*TASK*
Could you transcribe every entry exactly, leaving nothing out?

******************************

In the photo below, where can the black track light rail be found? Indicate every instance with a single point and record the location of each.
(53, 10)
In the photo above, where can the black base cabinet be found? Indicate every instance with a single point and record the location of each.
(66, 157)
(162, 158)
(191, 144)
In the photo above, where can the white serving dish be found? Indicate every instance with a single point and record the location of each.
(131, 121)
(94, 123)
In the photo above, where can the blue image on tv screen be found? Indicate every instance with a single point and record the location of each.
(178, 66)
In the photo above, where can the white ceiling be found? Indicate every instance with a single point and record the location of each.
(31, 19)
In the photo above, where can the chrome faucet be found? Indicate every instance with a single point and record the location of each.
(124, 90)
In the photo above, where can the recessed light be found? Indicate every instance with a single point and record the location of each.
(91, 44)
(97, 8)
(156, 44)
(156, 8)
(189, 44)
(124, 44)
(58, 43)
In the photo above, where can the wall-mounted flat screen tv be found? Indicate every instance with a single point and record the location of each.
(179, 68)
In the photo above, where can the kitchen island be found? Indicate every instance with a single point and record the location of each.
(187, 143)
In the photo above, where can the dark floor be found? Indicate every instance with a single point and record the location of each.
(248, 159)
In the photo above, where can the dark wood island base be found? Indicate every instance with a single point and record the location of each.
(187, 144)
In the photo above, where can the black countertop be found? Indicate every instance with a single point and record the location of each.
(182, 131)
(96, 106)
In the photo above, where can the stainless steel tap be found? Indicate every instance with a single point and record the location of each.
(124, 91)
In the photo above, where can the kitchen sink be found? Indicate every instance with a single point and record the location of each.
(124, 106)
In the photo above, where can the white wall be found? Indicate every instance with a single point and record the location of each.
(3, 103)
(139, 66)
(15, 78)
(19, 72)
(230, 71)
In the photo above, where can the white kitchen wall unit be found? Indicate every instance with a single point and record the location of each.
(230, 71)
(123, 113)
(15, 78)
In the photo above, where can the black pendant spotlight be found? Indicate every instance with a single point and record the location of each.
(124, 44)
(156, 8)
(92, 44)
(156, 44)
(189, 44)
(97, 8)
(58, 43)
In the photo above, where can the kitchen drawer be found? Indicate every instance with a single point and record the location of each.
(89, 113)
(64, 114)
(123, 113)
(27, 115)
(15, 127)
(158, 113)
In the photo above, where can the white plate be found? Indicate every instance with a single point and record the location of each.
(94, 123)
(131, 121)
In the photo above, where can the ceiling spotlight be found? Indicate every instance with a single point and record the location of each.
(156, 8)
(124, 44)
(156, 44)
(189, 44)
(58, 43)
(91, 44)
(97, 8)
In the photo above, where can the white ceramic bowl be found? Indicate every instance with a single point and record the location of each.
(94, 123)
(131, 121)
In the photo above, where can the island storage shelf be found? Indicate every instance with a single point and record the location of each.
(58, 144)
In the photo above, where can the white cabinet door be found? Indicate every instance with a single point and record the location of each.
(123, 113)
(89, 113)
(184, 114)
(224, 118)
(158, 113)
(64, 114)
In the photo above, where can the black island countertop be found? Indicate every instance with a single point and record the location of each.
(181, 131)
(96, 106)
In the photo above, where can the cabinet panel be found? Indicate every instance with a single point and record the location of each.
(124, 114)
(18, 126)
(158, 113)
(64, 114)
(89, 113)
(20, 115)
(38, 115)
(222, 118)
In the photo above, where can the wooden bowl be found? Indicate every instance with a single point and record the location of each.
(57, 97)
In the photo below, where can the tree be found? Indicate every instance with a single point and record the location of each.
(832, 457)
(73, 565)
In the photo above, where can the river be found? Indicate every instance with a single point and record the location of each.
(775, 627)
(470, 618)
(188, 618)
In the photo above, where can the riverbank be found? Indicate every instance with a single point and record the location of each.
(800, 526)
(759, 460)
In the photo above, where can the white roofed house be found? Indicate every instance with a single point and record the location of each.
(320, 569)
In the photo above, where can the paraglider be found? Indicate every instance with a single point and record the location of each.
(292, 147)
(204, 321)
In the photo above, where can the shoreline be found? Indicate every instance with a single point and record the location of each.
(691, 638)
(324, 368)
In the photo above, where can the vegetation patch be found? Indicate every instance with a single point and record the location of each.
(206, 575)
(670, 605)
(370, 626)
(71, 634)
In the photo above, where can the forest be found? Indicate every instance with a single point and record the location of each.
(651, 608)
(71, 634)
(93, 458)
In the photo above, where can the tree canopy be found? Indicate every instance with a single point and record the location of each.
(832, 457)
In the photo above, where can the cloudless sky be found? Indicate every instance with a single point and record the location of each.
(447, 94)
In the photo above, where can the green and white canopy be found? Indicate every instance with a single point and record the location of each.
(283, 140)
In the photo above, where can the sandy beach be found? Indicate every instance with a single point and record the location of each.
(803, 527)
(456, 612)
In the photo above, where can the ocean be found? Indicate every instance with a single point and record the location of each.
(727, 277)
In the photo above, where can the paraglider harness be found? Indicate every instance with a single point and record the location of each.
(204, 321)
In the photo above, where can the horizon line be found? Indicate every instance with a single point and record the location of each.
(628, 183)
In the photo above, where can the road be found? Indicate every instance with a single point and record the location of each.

******************************

*ANSWER AREA*
In the photo below, where can the black track light rail be found? Indicate every instance with a single point and record the location of each.
(53, 10)
In the photo above, where can the black base cabinet be found? Indicate every instance with a single point and record the location of each.
(66, 157)
(162, 158)
(191, 144)
In the photo above, where can the white serving dish be found? Indicate every instance with a single point and record the location of each.
(131, 121)
(94, 123)
In the photo above, where can the blue image on tv screen be found? Indicate every instance with a single point and record the location of each.
(178, 66)
In the photo above, where can the white ceiling be found? Indicate every instance with a single point and record the location of each.
(31, 19)
In the photo above, where can the chrome faucet be found? Indicate every instance with a single point and record the location of each.
(124, 90)
In the photo above, where can the recessed light be found? Indicate every instance with a single point and record the location of each.
(91, 44)
(97, 8)
(156, 44)
(156, 8)
(189, 44)
(124, 44)
(58, 43)
In the photo above, where can the wall-mounted flat screen tv be found? Indicate every instance with a single point and record the location of each.
(179, 68)
In the photo above, where can the kitchen island be found? Indicate every instance with a single point and record the location of each.
(187, 143)
In the photo above, where can the dark floor be found? Indicate every instance with a single point and record the location of each.
(248, 159)
In the photo above, where can the dark wood island base be found? Indicate every instance with a single point and record the location of each.
(187, 144)
In the photo above, where can the black countertop be found? Indicate every instance with a single point and record the location of each.
(182, 131)
(96, 106)
In the photo above, where can the stainless steel tap be found? Indicate every instance with a single point and record the location of each.
(124, 91)
In the photo above, where can the kitchen sink be found? Indicate every instance with a single point and record the location of each.
(124, 106)
In the photo above, where can the white wall be found? Indicate every instance with a single point and record the location of each.
(3, 103)
(139, 66)
(15, 78)
(19, 72)
(230, 71)
In the photo above, where can the white kitchen wall unit be found? Indicate every instance with a single point and record the location of each.
(230, 71)
(123, 113)
(15, 78)
In the photo above, where can the black pendant spotlight be found? Indicate every instance with a single point and record the location of each.
(124, 44)
(156, 8)
(92, 44)
(156, 44)
(189, 44)
(97, 8)
(58, 43)
In the photo above, where can the kitchen drawer be found? Indicate every instance with a single point and record the location of each.
(89, 113)
(64, 114)
(123, 113)
(27, 115)
(15, 127)
(158, 113)
In the photo above, where can the white plate be found? Indicate every instance with a single point and record the location of each.
(94, 123)
(131, 121)
In the photo above, where can the ceiling spotlight be found? Indicate every instance with a single point and record the location of each.
(156, 8)
(124, 44)
(156, 44)
(189, 44)
(58, 43)
(91, 44)
(97, 8)
In the photo above, where can the white ceramic bowl be found? Indicate every instance with a single point and record the location of each.
(94, 123)
(131, 121)
In the photo above, where can the island storage shelf be found? Indicate every instance with a single point and record the location of each.
(58, 144)
In the photo above, where can the white cabinet door be found? Indicate every instance with a single point and record the location of each.
(123, 113)
(89, 113)
(184, 114)
(224, 118)
(158, 113)
(64, 114)
In the photo above, where can the black island countertop be found? Indicate every instance with a single point and record the location of each.
(181, 131)
(96, 106)
In the photo above, where can the cabinet panel be found? Indicate every instance with a single point and record the location of each.
(124, 114)
(18, 126)
(158, 113)
(64, 114)
(89, 113)
(20, 115)
(38, 115)
(222, 118)
In the photo above, where can the wooden bowl be found? Indicate every instance with a single point and record the location of each.
(57, 97)
In the photo below, where can the tree be found? Indicate every instance with a single point and record the location of each.
(832, 457)
(73, 565)
In the photo above, where can the river be found? Indicate every instance with a single point and record the location of each.
(775, 627)
(470, 618)
(188, 618)
In the photo above, where can the riverbank be found? Indicate every instance with a single point and record the location of each.
(800, 526)
(759, 460)
In the photo above, where can the white roofed house be found? Indicate every instance with a single point and record the location of each.
(320, 569)
In the photo above, where can the paraglider be found? Indicate every instance with a single point and record the location of each.
(292, 147)
(204, 321)
In the photo above, where can the shoreline be found? Indicate every instance with a single point and record the location of each.
(691, 638)
(324, 368)
In the photo above, where can the vegetation patch be found? Indicate every instance with a single point and record the location of each.
(206, 575)
(670, 605)
(370, 626)
(71, 634)
In the photo above, where can the forest be found? Indicate every instance with a single point and record the location of each.
(651, 608)
(71, 634)
(93, 458)
In the photo above, where can the tree canopy be found? Indicate every instance with a single point and record the location of each.
(832, 457)
In the photo above, where can the cloudless sky be found? Indicate every instance with a single point and record the location of each.
(447, 94)
In the photo above, where can the green and white canopy be found? Indicate every instance with a single point and record the location of each.
(283, 140)
In the photo above, where can the sandy beach be found? Indicate every instance with a single point and record the location of each.
(803, 527)
(456, 612)
In the photo above, where can the ocean be found? Indicate every instance with a single point and record the location of each.
(727, 277)
In the photo above, where can the paraglider harness be found? Indicate every instance with a single point and record the location of each.
(204, 321)
In the photo above, where can the horizon line be found? Indicate every instance with a single point and record the location of each.
(628, 183)
In the photo above, where can the road be found? Indicate every instance with a single point and record the location of each.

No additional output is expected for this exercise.